Reproduce the lines of each row below exactly, leaving out the pictures.

Object outline annotations

>> begin

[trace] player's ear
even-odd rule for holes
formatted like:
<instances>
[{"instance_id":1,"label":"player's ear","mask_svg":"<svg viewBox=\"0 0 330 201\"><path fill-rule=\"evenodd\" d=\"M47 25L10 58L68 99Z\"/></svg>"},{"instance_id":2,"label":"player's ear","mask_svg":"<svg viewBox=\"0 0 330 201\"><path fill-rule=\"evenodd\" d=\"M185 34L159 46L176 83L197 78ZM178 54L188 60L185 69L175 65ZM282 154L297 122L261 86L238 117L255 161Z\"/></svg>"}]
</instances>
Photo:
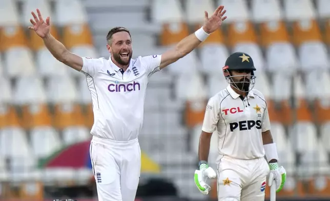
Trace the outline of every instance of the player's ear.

>> end

_Solution below_
[trace] player's ear
even-odd rule for holes
formatted like:
<instances>
[{"instance_id":1,"label":"player's ear","mask_svg":"<svg viewBox=\"0 0 330 201\"><path fill-rule=\"evenodd\" d=\"M47 25L10 58L68 99Z\"/></svg>"},{"instance_id":2,"label":"player's ear","mask_svg":"<svg viewBox=\"0 0 330 201\"><path fill-rule=\"evenodd\" d=\"M185 34L159 46L176 83L197 78ZM178 54L188 60L185 69L175 65ZM282 154L297 122L261 86L238 117L255 161Z\"/></svg>"}]
</instances>
Photo:
Trace the outline of every instance of the player's ear.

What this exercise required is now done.